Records

########################################

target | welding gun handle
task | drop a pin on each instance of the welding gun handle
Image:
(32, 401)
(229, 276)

########################################

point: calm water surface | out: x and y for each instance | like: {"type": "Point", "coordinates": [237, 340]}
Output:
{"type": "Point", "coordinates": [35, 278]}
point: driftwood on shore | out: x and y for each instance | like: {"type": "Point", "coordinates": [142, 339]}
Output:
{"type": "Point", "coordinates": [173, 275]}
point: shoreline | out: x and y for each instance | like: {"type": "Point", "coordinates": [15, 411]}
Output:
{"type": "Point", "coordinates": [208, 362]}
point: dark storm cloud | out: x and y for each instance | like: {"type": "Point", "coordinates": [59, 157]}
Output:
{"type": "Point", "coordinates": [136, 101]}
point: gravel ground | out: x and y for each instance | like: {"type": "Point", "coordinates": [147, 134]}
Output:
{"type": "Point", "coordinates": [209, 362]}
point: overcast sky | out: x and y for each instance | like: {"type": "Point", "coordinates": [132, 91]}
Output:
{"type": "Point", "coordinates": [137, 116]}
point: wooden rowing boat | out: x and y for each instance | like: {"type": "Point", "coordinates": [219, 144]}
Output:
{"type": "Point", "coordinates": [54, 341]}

########################################

__To be done__: How many lines in the entries above contain the string "welding"? Reply with the number alone.

__Finished exercise__: 2